[Written exercise] Copy the lines below word for word, leaving out the picture.

[Exercise input]
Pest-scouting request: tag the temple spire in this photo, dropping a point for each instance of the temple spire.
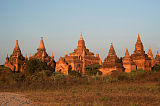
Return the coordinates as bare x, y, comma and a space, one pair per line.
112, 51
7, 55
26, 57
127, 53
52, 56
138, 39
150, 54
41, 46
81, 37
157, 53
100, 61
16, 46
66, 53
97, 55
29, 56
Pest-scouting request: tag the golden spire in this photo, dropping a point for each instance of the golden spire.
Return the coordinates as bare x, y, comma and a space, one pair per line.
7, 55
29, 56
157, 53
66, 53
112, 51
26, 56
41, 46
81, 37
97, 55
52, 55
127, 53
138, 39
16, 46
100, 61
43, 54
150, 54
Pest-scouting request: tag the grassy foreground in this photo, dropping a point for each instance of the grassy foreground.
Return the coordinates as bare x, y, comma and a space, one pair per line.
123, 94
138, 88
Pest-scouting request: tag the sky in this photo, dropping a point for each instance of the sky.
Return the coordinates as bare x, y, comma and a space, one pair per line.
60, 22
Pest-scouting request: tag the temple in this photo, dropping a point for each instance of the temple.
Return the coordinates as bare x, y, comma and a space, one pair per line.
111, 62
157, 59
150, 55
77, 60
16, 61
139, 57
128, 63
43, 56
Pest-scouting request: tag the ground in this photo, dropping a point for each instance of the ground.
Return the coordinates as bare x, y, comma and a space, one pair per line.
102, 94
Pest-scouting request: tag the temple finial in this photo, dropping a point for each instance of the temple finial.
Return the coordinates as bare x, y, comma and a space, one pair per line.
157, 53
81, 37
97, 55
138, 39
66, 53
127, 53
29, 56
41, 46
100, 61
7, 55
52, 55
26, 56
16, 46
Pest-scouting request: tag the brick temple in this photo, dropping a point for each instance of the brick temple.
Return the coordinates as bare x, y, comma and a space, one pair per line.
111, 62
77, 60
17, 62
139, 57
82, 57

[Task result]
Pest-scouting request: tag the temple spire in this photo, dropping a point for each instance of the temple spire.
Return the coordinates as bare x, y, comma and a space, one pair per line.
112, 51
7, 55
26, 57
127, 53
52, 56
138, 39
150, 54
41, 46
81, 37
157, 53
100, 61
16, 46
66, 53
97, 55
29, 56
Pest-scouting request: tag the golden spire in this photo, dropping a point for each instance of the golden spire.
Return the coordinates as bare x, y, comma and a space, one pair per line.
7, 55
29, 56
157, 53
66, 53
112, 51
26, 56
41, 46
81, 37
97, 55
52, 55
127, 53
138, 39
16, 46
100, 61
43, 54
150, 54
Pest-scouting request: tag the grassy foreground in this photo, dropping a point for each instance of the grassy foreground.
Return the coordinates as bare x, y, comma and a space, one pair per line.
123, 94
138, 88
Pest-scouting request: tag the sky in this photo, dropping a point for each instance of the sky.
Return the coordinates as bare x, y, comma and a space, one pair per line.
60, 22
Pest-scouting request: tag the temple in this photo, dropping a point for each instance of the temple.
Return the coordinates as bare x, y, comma and a space, one pair per line.
111, 62
157, 59
150, 55
77, 60
16, 61
139, 57
128, 63
43, 56
Pest-scouting request: tag the ground in this photo, dropping a point for each instance of the ground.
Return the coordinates as bare x, y, comma and a space, one pair per line.
102, 94
Pest-scouting request: tag the temple finial in this photo, dropping a point for each instance of the temple finial.
Return the coordinates as bare x, y, comma and a space, one pair per line.
157, 53
81, 37
97, 55
138, 39
66, 53
127, 53
29, 56
41, 46
100, 61
7, 55
52, 55
26, 56
16, 46
Pest-scouting request: tag the brick temple in this photo, dropping a point for each instance of the brick temple.
Return the coordinates as bare x, y, comma and a space, one pair per line.
111, 62
77, 60
17, 62
139, 57
82, 57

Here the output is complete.